▶ **Work instructions**: Print each entry word for word.

┏━━

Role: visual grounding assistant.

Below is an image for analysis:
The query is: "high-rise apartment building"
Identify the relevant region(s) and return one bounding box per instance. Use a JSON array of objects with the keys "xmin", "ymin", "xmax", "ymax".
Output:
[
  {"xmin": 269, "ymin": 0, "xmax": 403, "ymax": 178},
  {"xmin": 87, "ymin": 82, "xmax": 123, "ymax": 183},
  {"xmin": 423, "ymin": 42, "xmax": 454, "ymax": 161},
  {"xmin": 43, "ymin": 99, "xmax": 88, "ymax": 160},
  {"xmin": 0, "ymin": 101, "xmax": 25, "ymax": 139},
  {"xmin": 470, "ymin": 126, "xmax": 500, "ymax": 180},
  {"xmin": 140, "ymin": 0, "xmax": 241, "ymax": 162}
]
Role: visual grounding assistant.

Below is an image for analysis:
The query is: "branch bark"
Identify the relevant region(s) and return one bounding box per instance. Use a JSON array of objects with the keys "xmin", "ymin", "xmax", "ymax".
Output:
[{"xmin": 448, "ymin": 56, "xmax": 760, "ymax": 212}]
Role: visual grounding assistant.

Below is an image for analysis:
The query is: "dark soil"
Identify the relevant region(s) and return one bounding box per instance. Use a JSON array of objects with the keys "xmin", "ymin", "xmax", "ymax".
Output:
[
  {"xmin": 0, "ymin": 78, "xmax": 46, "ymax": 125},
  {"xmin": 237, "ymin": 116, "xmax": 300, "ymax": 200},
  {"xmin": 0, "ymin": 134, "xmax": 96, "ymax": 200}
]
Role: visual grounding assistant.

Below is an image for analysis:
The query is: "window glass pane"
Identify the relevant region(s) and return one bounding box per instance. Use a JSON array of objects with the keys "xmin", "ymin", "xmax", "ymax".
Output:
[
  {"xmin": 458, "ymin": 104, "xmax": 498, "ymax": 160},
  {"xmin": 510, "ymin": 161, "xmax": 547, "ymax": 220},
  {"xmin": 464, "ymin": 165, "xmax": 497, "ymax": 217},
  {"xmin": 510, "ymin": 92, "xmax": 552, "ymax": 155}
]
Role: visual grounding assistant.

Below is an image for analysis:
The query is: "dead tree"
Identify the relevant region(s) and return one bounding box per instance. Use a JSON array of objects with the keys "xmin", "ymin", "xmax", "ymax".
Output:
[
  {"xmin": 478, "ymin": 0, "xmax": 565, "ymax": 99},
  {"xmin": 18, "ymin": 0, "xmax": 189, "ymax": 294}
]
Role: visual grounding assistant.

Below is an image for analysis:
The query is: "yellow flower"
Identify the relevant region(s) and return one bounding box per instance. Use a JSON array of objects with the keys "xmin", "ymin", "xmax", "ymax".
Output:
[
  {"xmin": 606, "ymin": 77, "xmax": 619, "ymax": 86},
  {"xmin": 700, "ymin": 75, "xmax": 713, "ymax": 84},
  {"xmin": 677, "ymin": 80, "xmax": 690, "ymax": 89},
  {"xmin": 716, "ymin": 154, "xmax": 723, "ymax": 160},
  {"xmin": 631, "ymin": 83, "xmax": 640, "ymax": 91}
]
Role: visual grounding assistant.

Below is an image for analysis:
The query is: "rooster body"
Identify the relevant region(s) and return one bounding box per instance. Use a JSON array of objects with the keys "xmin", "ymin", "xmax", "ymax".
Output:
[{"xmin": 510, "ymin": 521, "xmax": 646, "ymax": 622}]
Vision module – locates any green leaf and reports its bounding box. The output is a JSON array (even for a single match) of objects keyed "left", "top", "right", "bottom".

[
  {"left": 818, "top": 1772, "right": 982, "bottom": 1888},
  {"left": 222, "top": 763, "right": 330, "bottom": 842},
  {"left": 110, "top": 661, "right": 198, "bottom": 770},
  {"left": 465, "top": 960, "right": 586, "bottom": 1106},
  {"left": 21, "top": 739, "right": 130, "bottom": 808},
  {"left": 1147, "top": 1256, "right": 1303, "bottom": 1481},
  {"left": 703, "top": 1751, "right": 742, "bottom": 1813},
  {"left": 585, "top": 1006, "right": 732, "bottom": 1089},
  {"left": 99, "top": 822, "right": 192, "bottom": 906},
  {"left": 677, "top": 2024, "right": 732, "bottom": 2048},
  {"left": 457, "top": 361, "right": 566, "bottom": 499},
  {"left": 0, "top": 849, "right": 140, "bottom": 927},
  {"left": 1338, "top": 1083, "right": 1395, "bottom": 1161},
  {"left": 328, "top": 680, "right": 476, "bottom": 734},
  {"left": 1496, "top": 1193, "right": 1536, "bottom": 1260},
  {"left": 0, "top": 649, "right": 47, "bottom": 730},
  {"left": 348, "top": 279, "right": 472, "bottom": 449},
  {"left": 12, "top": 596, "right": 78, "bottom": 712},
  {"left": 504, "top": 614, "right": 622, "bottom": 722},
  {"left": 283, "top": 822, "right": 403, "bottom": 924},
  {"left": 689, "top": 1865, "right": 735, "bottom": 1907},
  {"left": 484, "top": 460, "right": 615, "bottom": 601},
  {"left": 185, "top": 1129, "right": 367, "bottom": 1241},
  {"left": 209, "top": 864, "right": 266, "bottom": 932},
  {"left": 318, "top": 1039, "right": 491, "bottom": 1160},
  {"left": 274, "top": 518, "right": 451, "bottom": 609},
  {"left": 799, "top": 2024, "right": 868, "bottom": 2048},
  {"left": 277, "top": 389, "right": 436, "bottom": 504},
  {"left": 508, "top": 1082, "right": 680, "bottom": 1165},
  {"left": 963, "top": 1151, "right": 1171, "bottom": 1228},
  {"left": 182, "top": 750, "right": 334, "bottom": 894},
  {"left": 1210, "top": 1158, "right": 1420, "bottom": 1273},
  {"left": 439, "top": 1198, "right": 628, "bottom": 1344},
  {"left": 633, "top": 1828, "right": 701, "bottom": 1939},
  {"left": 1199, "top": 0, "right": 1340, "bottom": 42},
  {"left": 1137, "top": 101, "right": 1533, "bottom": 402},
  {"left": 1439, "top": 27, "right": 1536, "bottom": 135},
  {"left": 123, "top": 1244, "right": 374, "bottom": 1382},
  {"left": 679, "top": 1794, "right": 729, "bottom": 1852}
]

┗━━

▶ **Response for this exercise**:
Role: visual grounding assistant.

Below is an image for analysis:
The query is: "high-rise apartment building"
Identify the relevant region(s) and return one bounding box per instance. Use a JSON array of objects with the keys "xmin", "ymin", "xmax", "ymax".
Output:
[
  {"xmin": 269, "ymin": 0, "xmax": 403, "ymax": 178},
  {"xmin": 87, "ymin": 82, "xmax": 123, "ymax": 183},
  {"xmin": 423, "ymin": 42, "xmax": 454, "ymax": 161},
  {"xmin": 43, "ymin": 99, "xmax": 88, "ymax": 160},
  {"xmin": 0, "ymin": 101, "xmax": 25, "ymax": 139},
  {"xmin": 470, "ymin": 126, "xmax": 500, "ymax": 180},
  {"xmin": 140, "ymin": 0, "xmax": 241, "ymax": 162}
]
Role: visual grounding assistant.

Below is an image for analysis:
The query is: "branch bark"
Identify the relevant region(s) and return one bounding box per instance. Use a JSON array of objects with the keys "xmin", "ymin", "xmax", "ymax".
Output:
[{"xmin": 448, "ymin": 56, "xmax": 760, "ymax": 212}]
Role: visual grounding assistant.

Below is an image for analysis:
The query is: "dark soil"
Identify the relevant region(s) and return one bounding box per instance. Use a JSON array of objects with the keys "xmin", "ymin", "xmax", "ymax".
Output:
[
  {"xmin": 0, "ymin": 78, "xmax": 46, "ymax": 125},
  {"xmin": 237, "ymin": 116, "xmax": 300, "ymax": 200},
  {"xmin": 0, "ymin": 134, "xmax": 96, "ymax": 200}
]
Role: visual grounding assistant.

Below is an image for analysis:
The query is: "window glass pane"
Identify the relevant region(s) and return one bounding box per instance. Use a JSON array of objects with the keys "xmin", "ymin", "xmax", "ymax".
Output:
[
  {"xmin": 458, "ymin": 104, "xmax": 498, "ymax": 160},
  {"xmin": 510, "ymin": 161, "xmax": 547, "ymax": 220},
  {"xmin": 464, "ymin": 165, "xmax": 497, "ymax": 217},
  {"xmin": 510, "ymin": 92, "xmax": 552, "ymax": 155}
]
Role: visual grounding assistant.

Below is an image for analysis:
The query is: "dead tree"
Identify the relevant region(s) and return one bounding box per instance. Use a JSON array of objects with the keys "xmin", "ymin", "xmax", "ymax".
Output:
[
  {"xmin": 478, "ymin": 0, "xmax": 565, "ymax": 99},
  {"xmin": 18, "ymin": 0, "xmax": 189, "ymax": 294}
]
Role: visual grounding assistant.

Below is an image for analysis:
The query is: "yellow flower"
Identify the relevant region(s) and return one bounding box per instance. Use a JSON array of objects with the keys "xmin", "ymin", "xmax", "ymax".
Output:
[
  {"xmin": 606, "ymin": 77, "xmax": 619, "ymax": 86},
  {"xmin": 700, "ymin": 75, "xmax": 713, "ymax": 84},
  {"xmin": 677, "ymin": 80, "xmax": 690, "ymax": 89},
  {"xmin": 716, "ymin": 154, "xmax": 723, "ymax": 160},
  {"xmin": 631, "ymin": 83, "xmax": 640, "ymax": 91}
]
Role: visual grounding assistant.

Below is an image for analysis:
The query is: "rooster body"
Identify the relevant region(s) and return one bounding box per instance. Use a JSON array of objects with the keys "xmin", "ymin", "xmax", "ymax".
Output:
[{"xmin": 510, "ymin": 521, "xmax": 646, "ymax": 622}]
Vision module – locates any green leaf and reports its bounding box. The output is a JSON array (even for a single match) of objects keyed "left", "top", "right", "bottom".

[
  {"left": 818, "top": 1772, "right": 982, "bottom": 1888},
  {"left": 222, "top": 763, "right": 330, "bottom": 842},
  {"left": 110, "top": 661, "right": 198, "bottom": 770},
  {"left": 465, "top": 960, "right": 586, "bottom": 1106},
  {"left": 21, "top": 739, "right": 130, "bottom": 808},
  {"left": 1147, "top": 1256, "right": 1303, "bottom": 1481},
  {"left": 703, "top": 1751, "right": 742, "bottom": 1813},
  {"left": 585, "top": 1006, "right": 732, "bottom": 1089},
  {"left": 99, "top": 822, "right": 192, "bottom": 906},
  {"left": 677, "top": 2024, "right": 732, "bottom": 2048},
  {"left": 457, "top": 361, "right": 566, "bottom": 499},
  {"left": 0, "top": 849, "right": 140, "bottom": 927},
  {"left": 1338, "top": 1083, "right": 1395, "bottom": 1161},
  {"left": 328, "top": 680, "right": 476, "bottom": 734},
  {"left": 1496, "top": 1193, "right": 1536, "bottom": 1260},
  {"left": 0, "top": 649, "right": 47, "bottom": 730},
  {"left": 348, "top": 279, "right": 472, "bottom": 449},
  {"left": 12, "top": 596, "right": 78, "bottom": 712},
  {"left": 504, "top": 614, "right": 622, "bottom": 722},
  {"left": 283, "top": 822, "right": 403, "bottom": 924},
  {"left": 689, "top": 1865, "right": 735, "bottom": 1907},
  {"left": 484, "top": 460, "right": 615, "bottom": 601},
  {"left": 185, "top": 1129, "right": 367, "bottom": 1241},
  {"left": 209, "top": 864, "right": 266, "bottom": 932},
  {"left": 318, "top": 1039, "right": 491, "bottom": 1160},
  {"left": 274, "top": 518, "right": 451, "bottom": 609},
  {"left": 799, "top": 2024, "right": 868, "bottom": 2048},
  {"left": 277, "top": 389, "right": 436, "bottom": 504},
  {"left": 508, "top": 1082, "right": 680, "bottom": 1165},
  {"left": 963, "top": 1151, "right": 1171, "bottom": 1228},
  {"left": 182, "top": 750, "right": 334, "bottom": 894},
  {"left": 1210, "top": 1158, "right": 1420, "bottom": 1273},
  {"left": 439, "top": 1198, "right": 628, "bottom": 1344},
  {"left": 633, "top": 1828, "right": 701, "bottom": 1939},
  {"left": 1199, "top": 0, "right": 1340, "bottom": 42},
  {"left": 1137, "top": 101, "right": 1533, "bottom": 402},
  {"left": 1439, "top": 27, "right": 1536, "bottom": 135},
  {"left": 123, "top": 1244, "right": 374, "bottom": 1382},
  {"left": 679, "top": 1794, "right": 729, "bottom": 1852}
]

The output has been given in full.